Work to do: Rewrite the lines from the one containing "Objective — one point per instance of the white" through the end of the items, inclusive, with "school shirt" replaced by "uniform shirt" and everything else unchanged.

─── Supplied entries ───

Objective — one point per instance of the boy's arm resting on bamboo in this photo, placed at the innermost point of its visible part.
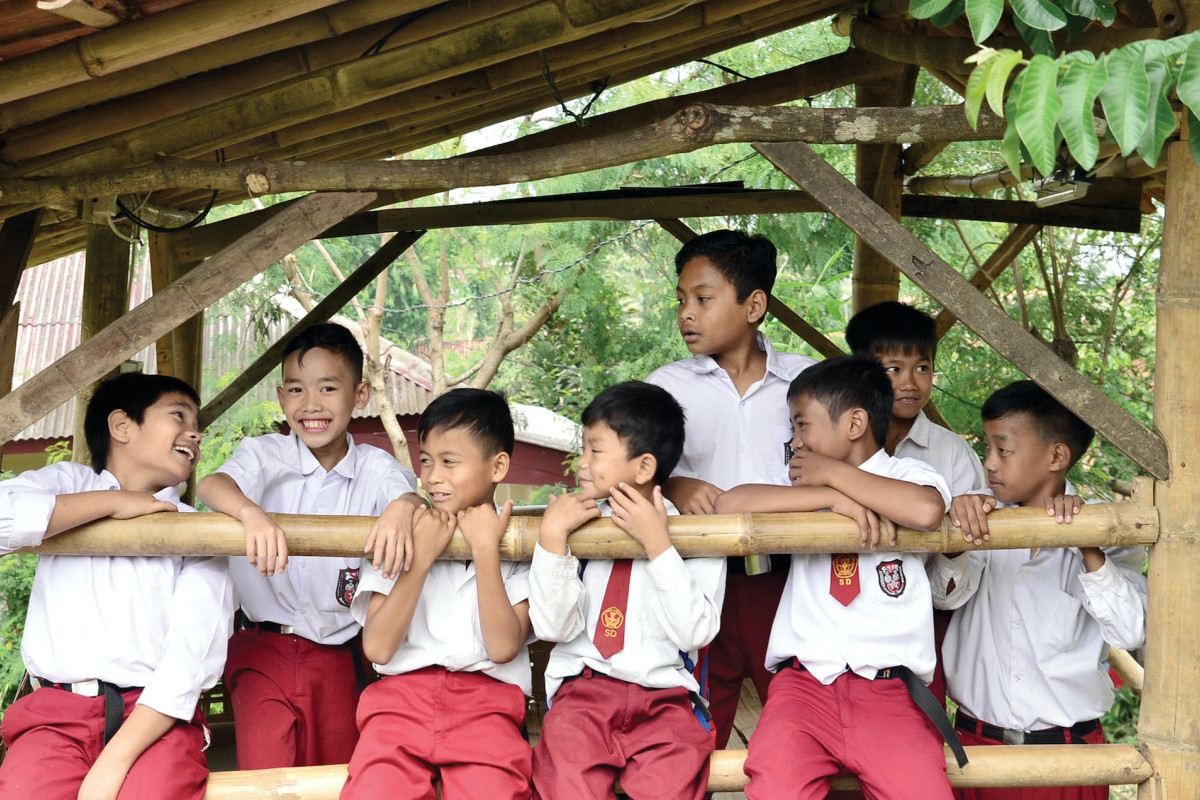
(504, 625)
(389, 615)
(556, 591)
(267, 543)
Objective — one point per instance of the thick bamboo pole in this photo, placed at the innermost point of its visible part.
(1169, 725)
(1102, 524)
(1008, 765)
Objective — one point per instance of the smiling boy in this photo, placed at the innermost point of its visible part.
(449, 637)
(619, 681)
(118, 648)
(292, 671)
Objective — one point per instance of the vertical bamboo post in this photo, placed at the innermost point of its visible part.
(1169, 726)
(106, 298)
(879, 174)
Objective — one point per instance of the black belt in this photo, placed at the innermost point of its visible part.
(1056, 735)
(924, 701)
(114, 703)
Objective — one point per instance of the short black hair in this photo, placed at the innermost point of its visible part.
(131, 392)
(892, 326)
(747, 262)
(333, 337)
(849, 382)
(646, 417)
(1053, 421)
(484, 413)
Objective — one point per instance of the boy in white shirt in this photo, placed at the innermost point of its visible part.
(294, 667)
(119, 648)
(850, 624)
(449, 637)
(619, 681)
(1025, 649)
(733, 391)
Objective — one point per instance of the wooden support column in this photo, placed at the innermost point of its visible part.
(777, 307)
(187, 296)
(180, 352)
(1169, 726)
(924, 268)
(106, 296)
(880, 174)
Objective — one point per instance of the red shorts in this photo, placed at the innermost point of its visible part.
(1036, 792)
(293, 699)
(810, 733)
(600, 728)
(54, 738)
(462, 727)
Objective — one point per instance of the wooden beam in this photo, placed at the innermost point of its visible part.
(191, 294)
(142, 41)
(990, 767)
(1005, 253)
(1169, 722)
(947, 287)
(780, 310)
(334, 301)
(17, 235)
(694, 127)
(1099, 524)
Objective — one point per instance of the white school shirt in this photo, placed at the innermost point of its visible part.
(161, 623)
(281, 475)
(675, 608)
(733, 439)
(445, 630)
(945, 451)
(1026, 643)
(891, 621)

───

Correct result:
Objective — one point per instance of the white uniform shirt in this photo, placed at the innermost point of its visible part.
(161, 623)
(281, 475)
(675, 608)
(733, 439)
(445, 630)
(945, 451)
(1026, 643)
(891, 621)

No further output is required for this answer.